## DATASET RECORDS
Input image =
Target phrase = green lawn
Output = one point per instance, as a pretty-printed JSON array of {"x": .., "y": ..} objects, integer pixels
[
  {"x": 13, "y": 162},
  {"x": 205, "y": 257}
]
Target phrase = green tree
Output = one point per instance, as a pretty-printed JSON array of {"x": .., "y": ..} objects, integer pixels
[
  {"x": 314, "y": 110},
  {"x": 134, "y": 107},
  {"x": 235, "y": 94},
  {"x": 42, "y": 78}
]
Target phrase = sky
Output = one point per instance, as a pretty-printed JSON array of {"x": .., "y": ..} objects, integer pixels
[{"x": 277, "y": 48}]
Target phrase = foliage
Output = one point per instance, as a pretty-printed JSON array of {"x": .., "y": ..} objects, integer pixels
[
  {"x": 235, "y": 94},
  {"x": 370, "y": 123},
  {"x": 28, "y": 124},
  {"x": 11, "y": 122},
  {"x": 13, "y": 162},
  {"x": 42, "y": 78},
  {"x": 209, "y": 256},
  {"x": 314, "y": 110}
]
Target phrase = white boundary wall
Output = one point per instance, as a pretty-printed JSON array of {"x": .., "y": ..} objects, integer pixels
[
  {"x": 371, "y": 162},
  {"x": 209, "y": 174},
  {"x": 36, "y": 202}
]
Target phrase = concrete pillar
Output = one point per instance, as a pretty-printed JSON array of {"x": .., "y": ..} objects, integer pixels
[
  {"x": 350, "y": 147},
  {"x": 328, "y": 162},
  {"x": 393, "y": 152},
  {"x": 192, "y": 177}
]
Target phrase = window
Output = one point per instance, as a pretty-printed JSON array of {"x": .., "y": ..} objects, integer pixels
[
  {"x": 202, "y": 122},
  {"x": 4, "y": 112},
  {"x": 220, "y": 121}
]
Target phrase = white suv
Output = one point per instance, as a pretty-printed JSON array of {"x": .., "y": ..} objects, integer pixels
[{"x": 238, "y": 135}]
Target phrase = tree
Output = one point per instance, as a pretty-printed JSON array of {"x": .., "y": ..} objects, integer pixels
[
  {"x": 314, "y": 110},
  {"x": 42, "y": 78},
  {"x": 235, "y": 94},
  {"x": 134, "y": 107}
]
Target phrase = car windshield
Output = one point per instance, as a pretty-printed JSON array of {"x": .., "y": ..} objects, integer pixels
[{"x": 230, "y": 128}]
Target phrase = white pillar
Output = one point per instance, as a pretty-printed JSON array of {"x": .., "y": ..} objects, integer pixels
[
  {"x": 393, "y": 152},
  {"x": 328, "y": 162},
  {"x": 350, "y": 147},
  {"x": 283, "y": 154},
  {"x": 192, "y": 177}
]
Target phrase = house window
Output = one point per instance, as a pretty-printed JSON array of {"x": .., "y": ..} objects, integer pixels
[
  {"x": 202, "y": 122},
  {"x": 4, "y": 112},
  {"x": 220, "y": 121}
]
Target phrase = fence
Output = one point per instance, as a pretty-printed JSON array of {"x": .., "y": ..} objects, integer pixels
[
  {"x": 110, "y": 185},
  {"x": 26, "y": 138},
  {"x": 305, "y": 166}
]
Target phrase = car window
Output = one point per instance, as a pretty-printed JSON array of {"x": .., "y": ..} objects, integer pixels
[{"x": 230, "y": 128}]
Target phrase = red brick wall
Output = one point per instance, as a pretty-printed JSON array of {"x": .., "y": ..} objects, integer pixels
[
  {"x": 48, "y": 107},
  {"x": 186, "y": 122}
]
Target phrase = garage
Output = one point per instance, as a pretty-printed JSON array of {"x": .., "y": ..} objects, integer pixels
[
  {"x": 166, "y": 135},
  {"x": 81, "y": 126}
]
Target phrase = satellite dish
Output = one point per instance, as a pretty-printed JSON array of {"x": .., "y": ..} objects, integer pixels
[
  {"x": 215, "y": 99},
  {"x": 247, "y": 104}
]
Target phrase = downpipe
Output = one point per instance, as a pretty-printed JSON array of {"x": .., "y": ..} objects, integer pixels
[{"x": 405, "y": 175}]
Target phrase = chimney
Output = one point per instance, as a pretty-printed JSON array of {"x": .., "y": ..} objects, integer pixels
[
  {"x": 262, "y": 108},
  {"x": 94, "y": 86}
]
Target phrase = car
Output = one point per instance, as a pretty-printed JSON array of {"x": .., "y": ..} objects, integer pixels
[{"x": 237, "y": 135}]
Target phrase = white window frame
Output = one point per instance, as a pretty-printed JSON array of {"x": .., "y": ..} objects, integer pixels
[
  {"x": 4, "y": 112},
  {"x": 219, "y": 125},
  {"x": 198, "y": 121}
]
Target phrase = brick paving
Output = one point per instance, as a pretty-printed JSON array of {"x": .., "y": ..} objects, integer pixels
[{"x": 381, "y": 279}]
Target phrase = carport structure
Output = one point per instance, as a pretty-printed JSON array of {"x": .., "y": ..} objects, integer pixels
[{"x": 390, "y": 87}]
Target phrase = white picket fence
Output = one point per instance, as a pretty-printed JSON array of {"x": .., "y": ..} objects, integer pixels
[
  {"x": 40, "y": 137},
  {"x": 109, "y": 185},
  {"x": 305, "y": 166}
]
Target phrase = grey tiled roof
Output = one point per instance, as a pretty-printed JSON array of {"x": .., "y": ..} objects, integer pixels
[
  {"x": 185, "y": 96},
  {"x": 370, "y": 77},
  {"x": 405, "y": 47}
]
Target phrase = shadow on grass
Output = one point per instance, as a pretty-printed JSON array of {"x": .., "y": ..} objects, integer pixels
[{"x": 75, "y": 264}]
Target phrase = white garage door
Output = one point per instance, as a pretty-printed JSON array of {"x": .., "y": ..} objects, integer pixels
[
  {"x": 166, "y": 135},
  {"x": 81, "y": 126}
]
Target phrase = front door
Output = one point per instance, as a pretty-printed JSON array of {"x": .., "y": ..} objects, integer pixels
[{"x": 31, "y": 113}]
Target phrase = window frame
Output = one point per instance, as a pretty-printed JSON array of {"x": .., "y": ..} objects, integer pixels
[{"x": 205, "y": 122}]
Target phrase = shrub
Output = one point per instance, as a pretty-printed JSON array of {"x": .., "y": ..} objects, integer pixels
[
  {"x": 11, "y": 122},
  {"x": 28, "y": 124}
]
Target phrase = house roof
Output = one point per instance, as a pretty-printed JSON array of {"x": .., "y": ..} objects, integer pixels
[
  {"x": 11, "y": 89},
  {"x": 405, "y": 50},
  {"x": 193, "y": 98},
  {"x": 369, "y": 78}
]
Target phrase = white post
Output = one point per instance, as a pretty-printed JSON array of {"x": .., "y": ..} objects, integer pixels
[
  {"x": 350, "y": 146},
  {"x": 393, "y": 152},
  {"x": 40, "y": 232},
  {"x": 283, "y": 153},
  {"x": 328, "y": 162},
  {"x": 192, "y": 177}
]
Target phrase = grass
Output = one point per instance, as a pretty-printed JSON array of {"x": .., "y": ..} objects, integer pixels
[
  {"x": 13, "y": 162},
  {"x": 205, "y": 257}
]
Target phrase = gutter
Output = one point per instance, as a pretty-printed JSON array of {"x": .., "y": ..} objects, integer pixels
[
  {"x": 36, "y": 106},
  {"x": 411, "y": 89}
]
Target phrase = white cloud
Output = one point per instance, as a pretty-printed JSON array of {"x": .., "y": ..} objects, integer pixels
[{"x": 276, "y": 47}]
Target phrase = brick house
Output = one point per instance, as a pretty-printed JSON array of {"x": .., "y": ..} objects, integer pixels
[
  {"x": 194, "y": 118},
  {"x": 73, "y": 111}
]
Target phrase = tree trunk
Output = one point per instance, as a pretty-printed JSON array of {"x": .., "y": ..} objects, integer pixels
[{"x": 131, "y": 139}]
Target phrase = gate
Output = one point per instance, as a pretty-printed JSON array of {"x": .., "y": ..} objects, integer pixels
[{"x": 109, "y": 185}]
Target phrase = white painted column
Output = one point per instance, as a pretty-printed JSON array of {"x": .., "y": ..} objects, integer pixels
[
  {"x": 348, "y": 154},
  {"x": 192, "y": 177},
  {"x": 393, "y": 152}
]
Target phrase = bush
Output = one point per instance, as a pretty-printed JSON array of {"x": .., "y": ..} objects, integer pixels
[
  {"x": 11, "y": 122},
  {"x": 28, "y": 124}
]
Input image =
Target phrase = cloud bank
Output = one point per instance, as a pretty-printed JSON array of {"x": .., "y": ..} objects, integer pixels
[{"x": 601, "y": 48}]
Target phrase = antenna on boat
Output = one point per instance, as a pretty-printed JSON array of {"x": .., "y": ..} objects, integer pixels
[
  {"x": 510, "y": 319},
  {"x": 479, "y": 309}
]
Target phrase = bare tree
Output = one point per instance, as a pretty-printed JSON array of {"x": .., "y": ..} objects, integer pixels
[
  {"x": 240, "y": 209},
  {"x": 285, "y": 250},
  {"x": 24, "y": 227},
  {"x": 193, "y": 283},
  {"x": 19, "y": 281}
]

## YOUR GOAL
Write the lines out verbatim, from the one with "Target phrase = white cloud" through the last line of the entries, and stop there.

## ANSWER IN FULL
Target phrase = white cloud
Output = one point per instance, as a pretty-printed JSON array of {"x": .., "y": ..} objects, integer pixels
[{"x": 276, "y": 47}]
Target phrase = brick house
Output = one point per instance, as a pretty-printed JSON array of {"x": .., "y": ..} objects, integer pixels
[
  {"x": 194, "y": 118},
  {"x": 73, "y": 111}
]
Target phrase = tree trunk
Output = one point per instance, as a pretty-printed JSON array of {"x": .., "y": ..} objects, integer pixels
[{"x": 131, "y": 139}]
Target phrase = gate
Output = one point per instance, as a pretty-printed JSON array of {"x": .., "y": ..} objects, integer pixels
[{"x": 109, "y": 185}]
Target phrase = white painted column
Output = one point per instance, as a pretty-printed JSON array of {"x": .., "y": ..} objects, integer pixels
[
  {"x": 348, "y": 154},
  {"x": 192, "y": 177},
  {"x": 393, "y": 152}
]
Target phrase = bush
Output = one point per instance, as a pretty-printed JSON array of {"x": .., "y": ..} objects, integer pixels
[
  {"x": 11, "y": 122},
  {"x": 28, "y": 124}
]
Input image =
Target phrase = cloud bank
Output = one point per instance, as a pretty-printed JSON array of {"x": .., "y": ..} objects, integer pixels
[{"x": 601, "y": 48}]
Target phrase = antenna on boat
Output = one point per instance, as a pretty-printed JSON array of {"x": .., "y": ..} objects, integer pixels
[
  {"x": 510, "y": 319},
  {"x": 479, "y": 309}
]
Target phrase = bare tree
Output = one point per instance, as a pretty-printed JSON array of {"x": .., "y": ..} objects, integer pixels
[
  {"x": 240, "y": 209},
  {"x": 285, "y": 250},
  {"x": 24, "y": 227},
  {"x": 193, "y": 283},
  {"x": 19, "y": 281}
]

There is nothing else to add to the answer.